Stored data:

++++++

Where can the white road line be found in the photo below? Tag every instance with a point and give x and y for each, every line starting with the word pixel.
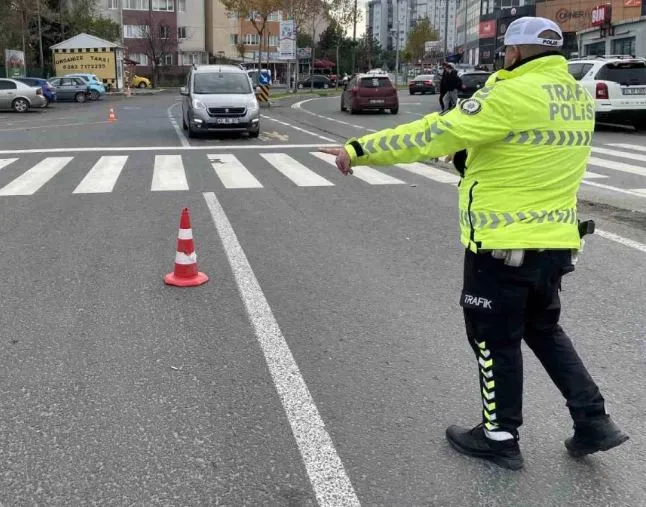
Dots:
pixel 231 172
pixel 28 183
pixel 616 166
pixel 168 148
pixel 590 175
pixel 168 173
pixel 173 122
pixel 102 177
pixel 619 154
pixel 430 172
pixel 634 147
pixel 4 162
pixel 365 173
pixel 295 171
pixel 326 472
pixel 633 192
pixel 620 239
pixel 298 128
pixel 299 104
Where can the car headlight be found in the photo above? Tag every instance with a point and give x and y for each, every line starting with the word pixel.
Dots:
pixel 198 104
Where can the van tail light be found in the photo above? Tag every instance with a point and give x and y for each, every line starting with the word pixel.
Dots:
pixel 602 91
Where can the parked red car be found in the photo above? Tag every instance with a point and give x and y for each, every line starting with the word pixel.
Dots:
pixel 370 91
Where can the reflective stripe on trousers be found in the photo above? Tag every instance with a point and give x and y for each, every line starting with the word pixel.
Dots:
pixel 491 220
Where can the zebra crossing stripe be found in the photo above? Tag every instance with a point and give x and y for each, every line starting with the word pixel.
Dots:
pixel 29 182
pixel 365 173
pixel 168 173
pixel 231 172
pixel 102 177
pixel 633 147
pixel 4 162
pixel 616 166
pixel 619 154
pixel 430 172
pixel 295 171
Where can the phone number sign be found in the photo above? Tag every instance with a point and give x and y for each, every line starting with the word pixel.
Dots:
pixel 101 64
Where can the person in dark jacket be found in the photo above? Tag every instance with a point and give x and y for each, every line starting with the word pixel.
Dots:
pixel 449 85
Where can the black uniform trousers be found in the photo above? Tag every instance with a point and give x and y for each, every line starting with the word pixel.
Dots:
pixel 502 306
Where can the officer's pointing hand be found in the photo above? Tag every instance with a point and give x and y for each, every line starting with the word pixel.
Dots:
pixel 343 162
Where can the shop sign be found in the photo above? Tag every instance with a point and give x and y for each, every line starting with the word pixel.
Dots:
pixel 601 15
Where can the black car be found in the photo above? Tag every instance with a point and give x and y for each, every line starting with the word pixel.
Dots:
pixel 316 81
pixel 424 83
pixel 472 82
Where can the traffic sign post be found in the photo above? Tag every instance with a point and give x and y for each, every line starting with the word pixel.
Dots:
pixel 264 86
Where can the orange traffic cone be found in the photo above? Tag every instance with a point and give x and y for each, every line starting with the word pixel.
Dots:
pixel 185 273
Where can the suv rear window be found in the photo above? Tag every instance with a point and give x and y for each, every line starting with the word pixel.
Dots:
pixel 215 83
pixel 625 73
pixel 375 82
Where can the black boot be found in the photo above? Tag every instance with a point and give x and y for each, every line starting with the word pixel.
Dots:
pixel 598 434
pixel 474 442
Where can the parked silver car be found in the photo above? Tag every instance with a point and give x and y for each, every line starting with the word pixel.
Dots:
pixel 219 98
pixel 19 96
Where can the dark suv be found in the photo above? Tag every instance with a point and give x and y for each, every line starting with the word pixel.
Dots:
pixel 370 91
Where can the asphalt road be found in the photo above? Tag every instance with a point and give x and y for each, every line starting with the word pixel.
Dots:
pixel 326 355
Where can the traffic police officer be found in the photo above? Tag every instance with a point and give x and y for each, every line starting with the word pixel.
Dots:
pixel 528 133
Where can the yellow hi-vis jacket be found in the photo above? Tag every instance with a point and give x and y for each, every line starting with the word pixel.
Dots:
pixel 528 133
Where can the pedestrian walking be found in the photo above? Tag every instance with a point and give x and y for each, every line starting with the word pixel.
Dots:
pixel 449 85
pixel 527 135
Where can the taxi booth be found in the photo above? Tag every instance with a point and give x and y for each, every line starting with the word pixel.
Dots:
pixel 87 54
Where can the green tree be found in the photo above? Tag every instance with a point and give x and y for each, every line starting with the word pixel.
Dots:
pixel 421 33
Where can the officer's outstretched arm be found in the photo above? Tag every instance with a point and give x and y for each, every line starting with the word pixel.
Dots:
pixel 482 119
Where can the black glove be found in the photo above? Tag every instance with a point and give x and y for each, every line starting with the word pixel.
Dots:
pixel 459 161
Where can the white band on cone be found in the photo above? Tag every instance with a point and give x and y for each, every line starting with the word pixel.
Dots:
pixel 185 234
pixel 183 259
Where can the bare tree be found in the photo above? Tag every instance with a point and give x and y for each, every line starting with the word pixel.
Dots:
pixel 256 11
pixel 160 41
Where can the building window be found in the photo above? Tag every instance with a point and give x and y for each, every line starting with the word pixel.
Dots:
pixel 166 60
pixel 251 39
pixel 623 46
pixel 191 58
pixel 140 58
pixel 163 5
pixel 134 31
pixel 136 5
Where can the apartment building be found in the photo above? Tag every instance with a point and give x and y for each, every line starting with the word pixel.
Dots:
pixel 177 26
pixel 389 20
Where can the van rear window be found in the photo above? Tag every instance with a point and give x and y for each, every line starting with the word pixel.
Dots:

++++++

▶ EXERCISE AIM:
When a line in the records holds the string "tree", copy that line.

▶ RESULT:
Where can the green tree be found in the photo above? Tag every instance with a point and give x and y for each, every line starting with the word pixel.
Where can the bare tree be found in the photo above? Tag every instance with a point and give x and y for each, every line starting with the word pixel.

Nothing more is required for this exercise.